*Records in a dataset*.
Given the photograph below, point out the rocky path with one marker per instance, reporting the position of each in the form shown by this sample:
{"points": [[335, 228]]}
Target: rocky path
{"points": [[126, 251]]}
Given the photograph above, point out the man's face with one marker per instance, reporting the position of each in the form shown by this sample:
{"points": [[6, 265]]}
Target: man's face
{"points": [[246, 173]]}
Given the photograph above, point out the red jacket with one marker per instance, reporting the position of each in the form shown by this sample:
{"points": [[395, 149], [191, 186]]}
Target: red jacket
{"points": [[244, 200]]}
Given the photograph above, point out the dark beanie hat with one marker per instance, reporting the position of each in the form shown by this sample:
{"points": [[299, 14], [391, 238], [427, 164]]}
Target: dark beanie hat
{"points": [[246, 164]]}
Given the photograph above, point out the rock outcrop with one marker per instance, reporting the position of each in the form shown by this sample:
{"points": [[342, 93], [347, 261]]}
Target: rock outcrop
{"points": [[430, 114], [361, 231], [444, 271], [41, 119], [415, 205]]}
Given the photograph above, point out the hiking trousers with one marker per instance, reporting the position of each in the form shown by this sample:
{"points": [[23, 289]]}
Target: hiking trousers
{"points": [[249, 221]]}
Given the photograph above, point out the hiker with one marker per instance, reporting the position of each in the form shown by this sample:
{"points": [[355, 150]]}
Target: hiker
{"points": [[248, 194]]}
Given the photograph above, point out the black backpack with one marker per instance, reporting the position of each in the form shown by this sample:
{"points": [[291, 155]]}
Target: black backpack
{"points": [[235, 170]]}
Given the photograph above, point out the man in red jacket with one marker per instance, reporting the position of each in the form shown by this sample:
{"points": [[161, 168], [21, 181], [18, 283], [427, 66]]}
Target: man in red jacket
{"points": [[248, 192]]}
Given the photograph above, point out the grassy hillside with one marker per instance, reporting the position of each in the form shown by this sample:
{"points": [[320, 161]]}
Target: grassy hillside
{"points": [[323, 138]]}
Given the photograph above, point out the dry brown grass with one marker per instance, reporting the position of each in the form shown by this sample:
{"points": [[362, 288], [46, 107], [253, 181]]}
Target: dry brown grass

*WHAT THE EXERCISE ASKS*.
Print the records again word for word, starting at the line that contains "Given the photograph above, point out the dry" and ending with the last line of the records.

*WRITTEN SOLUTION*.
Given the photograph above, point out the dry brown grass with one marker per instance, reporting the position of each in the form shown by this sample:
{"points": [[362, 288], [46, 107], [253, 181]]}
Target: dry brown grass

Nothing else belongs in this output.